[Stored items from a collection]
--- START ---

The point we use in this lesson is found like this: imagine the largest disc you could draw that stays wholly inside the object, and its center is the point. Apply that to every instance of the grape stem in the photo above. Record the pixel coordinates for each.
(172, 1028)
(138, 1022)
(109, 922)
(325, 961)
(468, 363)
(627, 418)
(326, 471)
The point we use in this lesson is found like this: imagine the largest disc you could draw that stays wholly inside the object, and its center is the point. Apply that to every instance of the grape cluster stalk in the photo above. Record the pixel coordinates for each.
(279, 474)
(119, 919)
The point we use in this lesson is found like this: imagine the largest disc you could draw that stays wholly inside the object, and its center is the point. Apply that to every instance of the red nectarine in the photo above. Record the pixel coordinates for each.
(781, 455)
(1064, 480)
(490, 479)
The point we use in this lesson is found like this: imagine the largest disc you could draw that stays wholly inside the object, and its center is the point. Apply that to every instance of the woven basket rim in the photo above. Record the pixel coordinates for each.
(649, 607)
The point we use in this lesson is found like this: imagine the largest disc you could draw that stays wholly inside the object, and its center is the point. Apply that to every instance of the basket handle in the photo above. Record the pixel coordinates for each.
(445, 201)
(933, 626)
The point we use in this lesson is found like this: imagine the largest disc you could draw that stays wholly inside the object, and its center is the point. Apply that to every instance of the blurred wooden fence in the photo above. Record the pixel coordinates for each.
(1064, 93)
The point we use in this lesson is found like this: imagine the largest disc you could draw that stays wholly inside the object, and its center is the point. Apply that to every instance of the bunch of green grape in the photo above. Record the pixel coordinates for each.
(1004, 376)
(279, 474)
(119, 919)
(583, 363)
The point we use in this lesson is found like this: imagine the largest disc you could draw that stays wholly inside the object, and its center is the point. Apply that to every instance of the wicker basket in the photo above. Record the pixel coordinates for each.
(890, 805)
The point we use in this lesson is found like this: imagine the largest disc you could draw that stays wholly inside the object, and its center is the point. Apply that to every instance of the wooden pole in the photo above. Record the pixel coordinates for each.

--- END ---

From the line holding "the red nectarine" to the last line of the records, quote each line exactly and add nothing.

The point we use in this lesson is found like this: imagine the largest disc you could draw that stays wholly inside the object, and its center is the point. Apply that to every instance of the red nectarine in the photo above. Record the pixel coordinates for each.
(781, 455)
(1064, 480)
(490, 479)
The point we use in this lesson is found like this: imagine the largest disc you could draw that stays wholly inside the object, and its center is the point. Apply that to every instance of the woven basket rim in the photo above. Record the pixel coordinates for each.
(649, 607)
The point we use in this lesson is found like this: imagine the largest disc you could draw that stays wholly inside the object, and its center is the point. Apply that to every instance of the basket handle in the photo above. Record the pixel coordinates for each.
(445, 201)
(933, 626)
The point we use in this lesson is found like this: imagine the largest disc you could draw that stays wholly inside the object, and its center is the point. Apply that to every instance of the blurred wooden fence in the photo above. Record the pixel coordinates for each.
(1064, 93)
The point we use in this lesson is found like this: imagine the largest disc you could draw that stays wholly inside the object, and its center is the point. Apply that to every instance of the bunch of green grape in the photo above. Record the pixel coordinates for each.
(1004, 376)
(279, 474)
(119, 919)
(583, 363)
The point we use in this lesson is found like this: imagine the largest disc you could draw that stays wholly inside the object, and its center is the point. Apply that to every instance of the wicker basket in the photo above. Record the pixel coordinates for each.
(890, 805)
The point we use in this lesson is found like this: imagine the largest disc you could draw that stays wholly inside the object, and its center is the point. Apply that to every instance of the wooden pole in the photo above. Record the pixel coordinates for each.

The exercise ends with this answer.